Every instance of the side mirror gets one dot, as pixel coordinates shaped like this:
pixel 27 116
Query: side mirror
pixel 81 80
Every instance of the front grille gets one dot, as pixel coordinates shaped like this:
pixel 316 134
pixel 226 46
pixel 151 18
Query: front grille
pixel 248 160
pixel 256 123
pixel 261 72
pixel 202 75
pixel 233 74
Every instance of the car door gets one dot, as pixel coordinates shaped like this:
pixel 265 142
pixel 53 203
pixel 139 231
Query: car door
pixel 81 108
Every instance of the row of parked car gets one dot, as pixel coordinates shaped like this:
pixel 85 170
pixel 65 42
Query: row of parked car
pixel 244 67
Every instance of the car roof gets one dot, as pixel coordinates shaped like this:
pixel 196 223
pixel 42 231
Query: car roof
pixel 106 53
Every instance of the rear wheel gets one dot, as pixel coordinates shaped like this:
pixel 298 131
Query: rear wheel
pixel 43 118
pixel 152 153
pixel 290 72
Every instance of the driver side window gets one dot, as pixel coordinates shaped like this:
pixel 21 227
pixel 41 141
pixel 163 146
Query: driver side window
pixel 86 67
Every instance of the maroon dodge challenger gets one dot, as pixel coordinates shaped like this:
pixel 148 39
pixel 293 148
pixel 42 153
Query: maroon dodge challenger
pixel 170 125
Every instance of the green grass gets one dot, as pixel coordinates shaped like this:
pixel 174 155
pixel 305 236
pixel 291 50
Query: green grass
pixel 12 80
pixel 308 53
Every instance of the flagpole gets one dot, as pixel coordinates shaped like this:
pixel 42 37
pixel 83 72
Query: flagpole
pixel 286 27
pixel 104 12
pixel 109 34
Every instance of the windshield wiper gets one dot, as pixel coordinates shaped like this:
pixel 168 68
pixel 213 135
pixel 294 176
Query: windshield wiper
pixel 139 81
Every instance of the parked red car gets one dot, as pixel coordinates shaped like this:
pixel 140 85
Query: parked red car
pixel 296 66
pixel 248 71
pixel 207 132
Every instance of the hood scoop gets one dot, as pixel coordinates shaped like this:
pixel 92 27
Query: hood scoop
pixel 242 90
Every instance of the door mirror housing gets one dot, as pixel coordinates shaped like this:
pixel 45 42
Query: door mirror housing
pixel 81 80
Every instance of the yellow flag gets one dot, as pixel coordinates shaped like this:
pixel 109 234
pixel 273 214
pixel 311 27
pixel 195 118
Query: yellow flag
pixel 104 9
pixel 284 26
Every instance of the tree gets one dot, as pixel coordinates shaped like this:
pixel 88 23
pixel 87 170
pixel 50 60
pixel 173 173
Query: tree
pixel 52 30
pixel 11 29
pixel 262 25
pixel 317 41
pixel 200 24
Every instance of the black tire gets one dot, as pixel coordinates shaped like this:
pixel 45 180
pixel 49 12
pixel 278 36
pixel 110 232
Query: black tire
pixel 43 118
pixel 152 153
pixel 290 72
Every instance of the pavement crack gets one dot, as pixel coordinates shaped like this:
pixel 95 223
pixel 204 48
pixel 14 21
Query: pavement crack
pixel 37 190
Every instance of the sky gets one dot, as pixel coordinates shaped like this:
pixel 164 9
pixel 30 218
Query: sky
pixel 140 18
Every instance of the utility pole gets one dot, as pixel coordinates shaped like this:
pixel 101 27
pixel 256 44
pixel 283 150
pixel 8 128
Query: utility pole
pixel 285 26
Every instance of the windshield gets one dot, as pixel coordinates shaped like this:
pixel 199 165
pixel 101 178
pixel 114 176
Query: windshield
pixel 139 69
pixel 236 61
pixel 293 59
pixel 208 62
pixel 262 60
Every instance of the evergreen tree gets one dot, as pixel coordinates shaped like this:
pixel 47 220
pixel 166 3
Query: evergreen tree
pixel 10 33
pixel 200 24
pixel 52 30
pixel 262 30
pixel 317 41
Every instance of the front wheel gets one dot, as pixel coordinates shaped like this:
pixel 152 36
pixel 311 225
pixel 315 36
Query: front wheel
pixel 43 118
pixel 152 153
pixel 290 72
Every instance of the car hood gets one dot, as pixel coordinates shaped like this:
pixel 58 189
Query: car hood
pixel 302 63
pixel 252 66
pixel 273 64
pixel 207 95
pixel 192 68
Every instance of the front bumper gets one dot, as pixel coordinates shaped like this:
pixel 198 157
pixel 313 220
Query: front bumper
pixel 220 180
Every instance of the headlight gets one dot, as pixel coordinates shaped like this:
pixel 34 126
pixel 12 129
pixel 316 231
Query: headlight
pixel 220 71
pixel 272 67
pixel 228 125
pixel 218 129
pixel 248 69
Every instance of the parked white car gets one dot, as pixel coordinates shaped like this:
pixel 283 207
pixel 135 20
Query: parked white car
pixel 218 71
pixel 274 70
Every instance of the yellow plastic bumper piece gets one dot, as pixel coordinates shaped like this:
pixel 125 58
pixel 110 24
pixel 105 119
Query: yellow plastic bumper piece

··········

Assigned task:
Please reproduce every record shown above, exactly as written.

Result of this exercise:
Every instance of the side mirror gets one dot, as pixel coordinates shaped like this:
pixel 27 116
Query: side mirror
pixel 81 80
Every instance of the front grille gets one dot, as pixel coordinates shaped like this:
pixel 316 134
pixel 226 46
pixel 151 18
Query: front grille
pixel 248 160
pixel 256 123
pixel 261 72
pixel 202 75
pixel 233 74
Every instance of the car door gets one dot, as pixel coordinates shaped like this:
pixel 265 142
pixel 53 203
pixel 139 231
Query: car door
pixel 81 108
Every instance of the row of parked car gets one dot, as pixel coordinates shaped like this:
pixel 85 170
pixel 65 42
Query: row of parked car
pixel 244 67
Every instance of the car roof gets one dot, as pixel coordinates shaped like this:
pixel 196 223
pixel 42 231
Query: car roof
pixel 106 53
Every instance of the rear wheel gets one dot, as pixel coordinates shaped like this:
pixel 298 131
Query: rear wheel
pixel 43 118
pixel 152 153
pixel 290 72
Every instance of the driver side window gets one dot, as pixel coordinates shaped like this:
pixel 21 227
pixel 41 141
pixel 163 146
Query: driver side window
pixel 86 67
Every instance of the maroon dodge challenger gets one dot, as pixel coordinates shaped like this:
pixel 148 39
pixel 293 148
pixel 42 153
Query: maroon dodge challenger
pixel 170 125
Every instance of the green grass gets one dot, as pixel coordinates shaped like this:
pixel 174 155
pixel 305 236
pixel 291 50
Query: green grass
pixel 12 80
pixel 308 53
Every instance of the flagpole gets one dot, as pixel coordinates shaped like this:
pixel 42 37
pixel 83 72
Query: flagpole
pixel 286 27
pixel 104 12
pixel 109 34
Every instance of the windshield wiper gets one dot, as pixel coordinates shaped like this:
pixel 168 68
pixel 213 135
pixel 294 176
Query: windshield wiper
pixel 139 81
Every instance of the parked red car gets one dot, as pixel coordinates shaped like this:
pixel 140 85
Query: parked red car
pixel 296 66
pixel 248 71
pixel 207 132
Every instance of the hood scoop gets one dot, as pixel coordinates shaped like this:
pixel 92 27
Query: hood scoop
pixel 242 90
Every instance of the door mirror housing gets one dot, as pixel coordinates shaped like this:
pixel 45 42
Query: door mirror housing
pixel 81 80
Every instance of the yellow flag gets one dot, as pixel coordinates shaped like this:
pixel 109 234
pixel 273 214
pixel 311 27
pixel 195 118
Query: yellow flag
pixel 104 9
pixel 284 26
Every instance of the tree gets one dot, as pixel coordinates shaped like this:
pixel 88 23
pixel 87 170
pixel 50 60
pixel 173 173
Query: tree
pixel 52 30
pixel 11 29
pixel 262 25
pixel 317 41
pixel 200 24
Every instance of the black tire gets one dot, as pixel coordinates shaped like this:
pixel 45 180
pixel 49 12
pixel 278 36
pixel 110 232
Query: black tire
pixel 43 118
pixel 152 153
pixel 290 72
Every instance of the pavement crack gets one dot, as pixel coordinates shaped like this:
pixel 95 223
pixel 204 48
pixel 14 21
Query: pavement crack
pixel 37 190
Every instance of the sky gets one dot, as pixel coordinates shaped like this:
pixel 164 9
pixel 30 218
Query: sky
pixel 140 18
Every instance of the utility pole gets one dot, as pixel coordinates shaped like this:
pixel 101 27
pixel 256 44
pixel 283 150
pixel 8 128
Query: utility pole
pixel 285 26
Every instance of the windshield gets one dot, as pixel coordinates shaped like this:
pixel 199 165
pixel 101 178
pixel 114 176
Query: windshield
pixel 139 69
pixel 236 61
pixel 293 59
pixel 208 62
pixel 262 60
Every instance of the evergreen tree gets one dot, as pixel coordinates shaped like this:
pixel 47 220
pixel 166 3
Query: evergreen tree
pixel 10 33
pixel 200 24
pixel 52 30
pixel 262 30
pixel 317 41
Every instance of the front wheel gets one dot, as pixel coordinates shaped like this:
pixel 152 36
pixel 311 225
pixel 315 36
Query: front wheel
pixel 43 118
pixel 152 153
pixel 290 72
Every instance of the car hood gets one dot, as pixel coordinates shaped like this:
pixel 58 189
Query: car hood
pixel 302 63
pixel 252 66
pixel 273 64
pixel 207 95
pixel 192 68
Every instance of the front bumper gets one dot, as pixel coordinates shaped like this:
pixel 198 157
pixel 313 220
Query: front bumper
pixel 220 180
Every instance of the headlight gets one dot, as pixel coordinates shaped like this:
pixel 34 126
pixel 12 129
pixel 316 231
Query: headlight
pixel 220 71
pixel 272 67
pixel 228 125
pixel 218 129
pixel 248 69
Every instance of the parked white car gets one dot, as pixel coordinates shaped like this:
pixel 283 207
pixel 135 20
Query: parked white car
pixel 218 71
pixel 274 70
Every instance of the yellow plastic bumper piece gets one dot, as pixel coordinates shaped like this:
pixel 125 58
pixel 110 24
pixel 105 119
Query: yellow plastic bumper piece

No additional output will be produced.